RECORDS:
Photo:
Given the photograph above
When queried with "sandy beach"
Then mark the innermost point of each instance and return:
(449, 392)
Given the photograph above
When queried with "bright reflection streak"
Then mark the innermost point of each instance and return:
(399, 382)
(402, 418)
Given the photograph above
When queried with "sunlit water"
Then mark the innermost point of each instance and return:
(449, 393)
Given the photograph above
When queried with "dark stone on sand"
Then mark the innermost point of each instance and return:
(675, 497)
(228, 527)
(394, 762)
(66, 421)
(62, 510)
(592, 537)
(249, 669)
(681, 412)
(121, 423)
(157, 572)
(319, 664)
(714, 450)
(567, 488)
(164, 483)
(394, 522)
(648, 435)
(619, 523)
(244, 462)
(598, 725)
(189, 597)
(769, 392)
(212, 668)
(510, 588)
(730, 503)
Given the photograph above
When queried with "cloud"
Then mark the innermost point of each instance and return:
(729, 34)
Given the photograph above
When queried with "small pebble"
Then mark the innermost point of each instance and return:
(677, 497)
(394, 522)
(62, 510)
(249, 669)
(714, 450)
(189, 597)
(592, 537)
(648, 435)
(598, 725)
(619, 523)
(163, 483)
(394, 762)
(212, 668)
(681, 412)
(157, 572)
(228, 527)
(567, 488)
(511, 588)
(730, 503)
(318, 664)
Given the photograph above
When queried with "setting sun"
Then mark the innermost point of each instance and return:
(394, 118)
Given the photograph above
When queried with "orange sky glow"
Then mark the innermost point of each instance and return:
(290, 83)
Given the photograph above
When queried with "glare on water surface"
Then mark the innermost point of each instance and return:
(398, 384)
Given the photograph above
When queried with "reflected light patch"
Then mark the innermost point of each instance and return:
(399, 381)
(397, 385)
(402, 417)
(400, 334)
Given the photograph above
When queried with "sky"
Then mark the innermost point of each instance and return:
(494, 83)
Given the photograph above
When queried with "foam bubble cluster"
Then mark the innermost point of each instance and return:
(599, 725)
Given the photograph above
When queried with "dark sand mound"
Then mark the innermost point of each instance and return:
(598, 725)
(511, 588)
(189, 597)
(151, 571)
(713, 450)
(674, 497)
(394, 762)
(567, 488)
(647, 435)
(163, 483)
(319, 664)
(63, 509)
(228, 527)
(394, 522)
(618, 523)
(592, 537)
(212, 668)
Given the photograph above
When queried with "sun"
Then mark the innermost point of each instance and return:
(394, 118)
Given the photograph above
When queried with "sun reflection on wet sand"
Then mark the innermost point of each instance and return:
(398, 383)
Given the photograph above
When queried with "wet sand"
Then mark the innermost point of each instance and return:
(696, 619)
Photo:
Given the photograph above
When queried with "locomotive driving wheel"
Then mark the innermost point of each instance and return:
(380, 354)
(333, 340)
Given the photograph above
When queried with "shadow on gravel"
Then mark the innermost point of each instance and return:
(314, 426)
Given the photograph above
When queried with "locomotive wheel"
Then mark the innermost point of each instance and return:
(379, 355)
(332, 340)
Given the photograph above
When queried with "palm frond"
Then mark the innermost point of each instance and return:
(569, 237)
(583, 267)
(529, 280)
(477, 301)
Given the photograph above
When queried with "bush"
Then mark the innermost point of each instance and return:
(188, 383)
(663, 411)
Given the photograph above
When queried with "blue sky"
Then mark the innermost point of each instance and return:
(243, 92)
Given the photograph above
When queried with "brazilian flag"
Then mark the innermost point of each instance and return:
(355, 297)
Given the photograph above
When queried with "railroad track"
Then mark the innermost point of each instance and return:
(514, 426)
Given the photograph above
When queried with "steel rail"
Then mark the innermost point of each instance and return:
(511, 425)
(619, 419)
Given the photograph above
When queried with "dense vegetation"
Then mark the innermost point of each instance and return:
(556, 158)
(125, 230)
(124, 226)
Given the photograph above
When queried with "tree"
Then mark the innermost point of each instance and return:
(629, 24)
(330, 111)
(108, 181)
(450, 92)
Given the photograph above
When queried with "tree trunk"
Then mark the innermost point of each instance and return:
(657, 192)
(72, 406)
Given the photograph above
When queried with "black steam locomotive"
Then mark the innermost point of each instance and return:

TASK DETAILS: Count the lines above that contain the string "tree", treating uppercase and lowercase as different, and give only the number.

THE OUTPUT: 2